--- Dataset extract ---
+---+
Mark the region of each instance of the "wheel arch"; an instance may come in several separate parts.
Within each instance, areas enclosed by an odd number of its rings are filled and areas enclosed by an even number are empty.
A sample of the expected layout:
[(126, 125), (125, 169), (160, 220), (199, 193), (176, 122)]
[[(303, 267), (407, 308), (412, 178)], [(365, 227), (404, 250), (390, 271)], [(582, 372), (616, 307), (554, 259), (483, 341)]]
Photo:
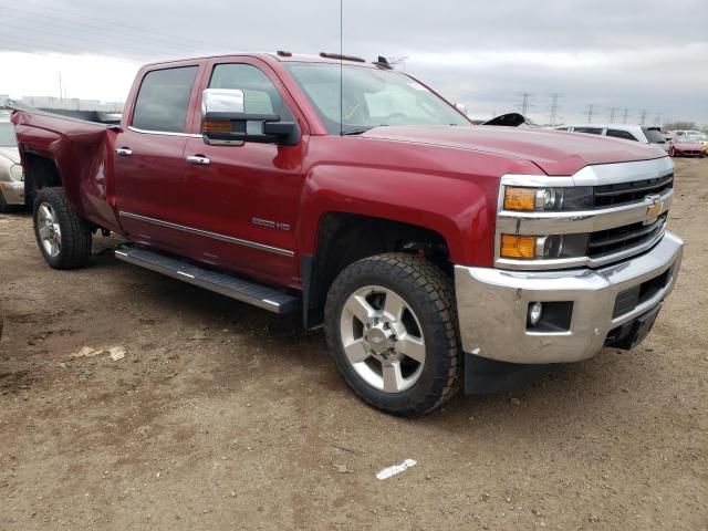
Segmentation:
[(314, 252), (301, 257), (305, 327), (323, 323), (327, 291), (342, 270), (385, 252), (423, 254), (442, 270), (452, 270), (448, 242), (438, 231), (388, 218), (325, 212), (317, 225)]
[(31, 208), (39, 190), (45, 187), (61, 187), (63, 181), (53, 158), (25, 152), (22, 159), (24, 165), (24, 204)]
+---+
--- Brief ---
Reproduce the material with "wheel arch" changed to "fender flare", keeping everything else the same and leaving out the picture.

--- Correct result ---
Mark the region of each instance of the "fender flare"; an instance may come in several separate parts.
Within each instance, areas enclosed by an odd number of its rings are filled and areas enclosed by an even number are empty.
A sample of the expected layout:
[(126, 125), (125, 169), (160, 220), (199, 193), (176, 122)]
[[(303, 267), (407, 308), (412, 178)], [(365, 227), (404, 250), (390, 271)], [(582, 372), (616, 307), (554, 259), (483, 341)]]
Photo:
Segmentation:
[(314, 252), (301, 257), (305, 327), (323, 323), (327, 291), (342, 270), (385, 252), (423, 254), (442, 270), (452, 270), (448, 242), (438, 231), (388, 218), (325, 212), (317, 225)]
[(31, 208), (39, 190), (45, 187), (61, 187), (63, 181), (53, 158), (25, 152), (22, 159), (24, 165), (24, 204)]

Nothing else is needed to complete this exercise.